• _Document text_
Gay marriage is more than just a moral issue: It might be a health matter.

A recent study from Statens Serum Institut in Copenhagen found that men in same-sex marriages live longer than single and divorced men, and men in heterosexual marriages live the longest.

NBC News reported that the study found since it started the late 1980s, the mortality rate for men in same-sex marriages has declined. They are 1.4 times more likely to die earlier in life than men in opposite-sex marriages, which is lower than the 1.7 mortality rate of both unmarried and divorced men.

LB Hannahs, director of LGBT Affairs at UF, said, “I don’t think that it’s so much about the marriage than it is about the partnership.”

A researcher for the Serums Institut believes advancement in HIV and AIDS medication might be a reason for longer life spans.

Hannahs said in the U.S., this could be a contributing factor. In states with legalized same-sex marriage, a couple can get married so that if one partner is infected with HIV or AIDS, he or she can access the other’s health benefits.

The positive social standards of marriage and the fact that healthy gay men are more likely to enter marriages could be other reasons for living longer, according to the report.

Kevin Huynh, 21, a UF public relations junior, said he could see how marriage can make someone happier and give them a better sense of security. However, from his personal experience, being in a relationship can be more stressful.

• _Information shown_
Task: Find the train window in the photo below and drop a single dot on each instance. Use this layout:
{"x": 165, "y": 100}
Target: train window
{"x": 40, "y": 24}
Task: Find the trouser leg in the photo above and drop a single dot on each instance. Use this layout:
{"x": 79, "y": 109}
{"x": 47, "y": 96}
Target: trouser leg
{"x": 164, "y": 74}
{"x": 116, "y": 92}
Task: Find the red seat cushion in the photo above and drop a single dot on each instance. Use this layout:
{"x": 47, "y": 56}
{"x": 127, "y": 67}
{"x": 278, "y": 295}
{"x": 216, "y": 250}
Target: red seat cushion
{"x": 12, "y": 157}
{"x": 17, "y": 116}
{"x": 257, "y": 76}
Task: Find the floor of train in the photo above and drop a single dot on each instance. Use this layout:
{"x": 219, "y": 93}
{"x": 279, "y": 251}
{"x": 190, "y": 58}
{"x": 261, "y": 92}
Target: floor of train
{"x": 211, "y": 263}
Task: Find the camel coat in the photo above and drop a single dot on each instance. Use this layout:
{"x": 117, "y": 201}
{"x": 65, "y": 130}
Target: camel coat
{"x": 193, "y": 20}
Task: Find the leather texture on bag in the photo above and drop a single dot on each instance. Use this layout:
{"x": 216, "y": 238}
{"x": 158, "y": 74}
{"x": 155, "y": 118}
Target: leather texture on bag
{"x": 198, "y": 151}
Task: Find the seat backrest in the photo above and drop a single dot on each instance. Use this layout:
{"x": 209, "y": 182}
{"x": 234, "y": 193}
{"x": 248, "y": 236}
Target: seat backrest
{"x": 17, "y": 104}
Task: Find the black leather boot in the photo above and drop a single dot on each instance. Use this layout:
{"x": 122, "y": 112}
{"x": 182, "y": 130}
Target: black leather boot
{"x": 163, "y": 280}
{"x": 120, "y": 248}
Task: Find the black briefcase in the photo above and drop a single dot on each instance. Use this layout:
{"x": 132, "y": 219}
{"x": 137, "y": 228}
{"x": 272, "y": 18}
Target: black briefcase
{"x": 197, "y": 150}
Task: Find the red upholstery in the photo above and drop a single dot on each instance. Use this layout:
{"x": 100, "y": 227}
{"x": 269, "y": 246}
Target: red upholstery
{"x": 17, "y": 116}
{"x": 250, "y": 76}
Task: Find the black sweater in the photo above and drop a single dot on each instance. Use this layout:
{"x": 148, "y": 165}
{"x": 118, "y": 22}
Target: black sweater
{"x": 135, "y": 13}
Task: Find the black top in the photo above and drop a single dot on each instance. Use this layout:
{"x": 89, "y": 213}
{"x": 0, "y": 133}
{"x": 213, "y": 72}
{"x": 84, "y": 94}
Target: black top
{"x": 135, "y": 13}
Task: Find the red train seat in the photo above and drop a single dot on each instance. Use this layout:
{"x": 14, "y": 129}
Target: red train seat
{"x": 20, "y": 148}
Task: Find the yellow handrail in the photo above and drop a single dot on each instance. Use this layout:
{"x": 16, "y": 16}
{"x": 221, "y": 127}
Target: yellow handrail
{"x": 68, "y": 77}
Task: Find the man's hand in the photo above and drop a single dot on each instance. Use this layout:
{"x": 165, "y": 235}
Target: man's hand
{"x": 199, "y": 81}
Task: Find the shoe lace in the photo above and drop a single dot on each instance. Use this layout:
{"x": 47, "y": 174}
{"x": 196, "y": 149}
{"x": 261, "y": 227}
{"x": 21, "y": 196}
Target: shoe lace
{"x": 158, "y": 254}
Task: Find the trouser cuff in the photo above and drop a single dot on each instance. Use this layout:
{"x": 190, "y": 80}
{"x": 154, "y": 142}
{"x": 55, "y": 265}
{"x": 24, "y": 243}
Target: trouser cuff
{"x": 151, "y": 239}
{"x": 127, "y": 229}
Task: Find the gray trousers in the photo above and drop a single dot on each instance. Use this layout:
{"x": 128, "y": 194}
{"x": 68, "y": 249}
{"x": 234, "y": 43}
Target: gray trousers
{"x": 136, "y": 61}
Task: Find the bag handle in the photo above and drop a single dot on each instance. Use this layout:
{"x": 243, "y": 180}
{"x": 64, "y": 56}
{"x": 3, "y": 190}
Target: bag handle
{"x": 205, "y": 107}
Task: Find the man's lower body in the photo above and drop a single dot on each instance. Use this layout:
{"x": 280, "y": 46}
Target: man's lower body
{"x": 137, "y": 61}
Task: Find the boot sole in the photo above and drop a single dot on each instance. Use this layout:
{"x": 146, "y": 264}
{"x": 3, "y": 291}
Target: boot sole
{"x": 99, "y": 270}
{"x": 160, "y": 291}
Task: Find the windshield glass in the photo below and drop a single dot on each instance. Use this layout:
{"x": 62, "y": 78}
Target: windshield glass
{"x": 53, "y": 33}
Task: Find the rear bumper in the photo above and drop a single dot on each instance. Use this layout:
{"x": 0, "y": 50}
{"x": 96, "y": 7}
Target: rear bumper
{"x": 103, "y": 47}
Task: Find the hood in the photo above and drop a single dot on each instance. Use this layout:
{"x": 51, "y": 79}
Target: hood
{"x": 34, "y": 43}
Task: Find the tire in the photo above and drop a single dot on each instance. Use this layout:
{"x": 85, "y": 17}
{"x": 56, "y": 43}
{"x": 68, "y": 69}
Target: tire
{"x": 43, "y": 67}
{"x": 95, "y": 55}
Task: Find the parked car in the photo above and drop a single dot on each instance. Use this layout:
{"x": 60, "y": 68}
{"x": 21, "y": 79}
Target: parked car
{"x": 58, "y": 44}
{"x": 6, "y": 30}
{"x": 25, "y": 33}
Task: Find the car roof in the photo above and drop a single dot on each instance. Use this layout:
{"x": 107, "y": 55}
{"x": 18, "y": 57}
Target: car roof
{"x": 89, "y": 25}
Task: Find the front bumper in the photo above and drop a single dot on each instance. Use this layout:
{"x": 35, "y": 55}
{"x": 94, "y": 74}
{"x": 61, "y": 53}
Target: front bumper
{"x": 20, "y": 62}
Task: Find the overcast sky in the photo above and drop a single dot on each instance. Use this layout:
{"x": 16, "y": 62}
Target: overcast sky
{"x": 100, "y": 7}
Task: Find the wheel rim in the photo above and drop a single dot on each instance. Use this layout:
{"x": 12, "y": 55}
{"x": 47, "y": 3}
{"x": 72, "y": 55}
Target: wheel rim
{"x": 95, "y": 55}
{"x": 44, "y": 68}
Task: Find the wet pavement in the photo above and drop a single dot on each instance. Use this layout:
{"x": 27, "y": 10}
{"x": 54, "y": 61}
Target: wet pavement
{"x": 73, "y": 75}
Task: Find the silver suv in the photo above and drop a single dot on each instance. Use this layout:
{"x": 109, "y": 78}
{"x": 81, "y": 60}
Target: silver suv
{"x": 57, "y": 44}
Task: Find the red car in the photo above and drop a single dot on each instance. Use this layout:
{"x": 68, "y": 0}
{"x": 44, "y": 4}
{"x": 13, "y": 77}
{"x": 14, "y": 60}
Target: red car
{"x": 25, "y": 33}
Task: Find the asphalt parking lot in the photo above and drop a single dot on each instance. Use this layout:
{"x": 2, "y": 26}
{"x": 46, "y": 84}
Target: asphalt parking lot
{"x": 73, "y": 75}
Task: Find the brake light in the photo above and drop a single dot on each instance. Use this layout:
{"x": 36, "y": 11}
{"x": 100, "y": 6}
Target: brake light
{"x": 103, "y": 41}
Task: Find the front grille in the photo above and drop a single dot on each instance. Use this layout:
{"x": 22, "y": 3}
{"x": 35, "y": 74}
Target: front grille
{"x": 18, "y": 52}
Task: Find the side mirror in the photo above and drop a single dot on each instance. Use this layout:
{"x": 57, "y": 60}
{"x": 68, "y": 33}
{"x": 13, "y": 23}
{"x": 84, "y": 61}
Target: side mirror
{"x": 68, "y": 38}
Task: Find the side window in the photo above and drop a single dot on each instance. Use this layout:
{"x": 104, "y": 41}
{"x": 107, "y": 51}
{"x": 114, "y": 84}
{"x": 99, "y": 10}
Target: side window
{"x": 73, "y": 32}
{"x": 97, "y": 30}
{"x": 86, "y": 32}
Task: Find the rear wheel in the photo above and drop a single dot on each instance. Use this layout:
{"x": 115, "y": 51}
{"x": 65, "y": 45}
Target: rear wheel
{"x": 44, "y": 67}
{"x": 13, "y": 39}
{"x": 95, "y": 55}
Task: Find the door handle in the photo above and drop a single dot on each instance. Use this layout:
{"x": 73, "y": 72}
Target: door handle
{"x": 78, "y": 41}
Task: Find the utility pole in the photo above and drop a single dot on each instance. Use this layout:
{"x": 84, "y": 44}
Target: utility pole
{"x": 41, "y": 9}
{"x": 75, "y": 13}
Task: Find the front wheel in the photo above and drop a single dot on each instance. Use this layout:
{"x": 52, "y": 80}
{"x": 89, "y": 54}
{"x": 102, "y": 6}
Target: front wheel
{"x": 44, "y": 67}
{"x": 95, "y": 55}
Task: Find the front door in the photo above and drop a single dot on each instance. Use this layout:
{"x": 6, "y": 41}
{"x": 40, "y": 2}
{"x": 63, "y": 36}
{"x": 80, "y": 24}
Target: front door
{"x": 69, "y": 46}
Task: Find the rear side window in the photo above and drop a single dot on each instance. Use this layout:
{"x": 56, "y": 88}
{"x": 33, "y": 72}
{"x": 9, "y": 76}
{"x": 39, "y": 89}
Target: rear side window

• _Work request_
In the article on same-sex marriage and lifespan, what position does LB Hannahs hold?

• _Solution for this exercise_
Director of LGBT Affairs at UF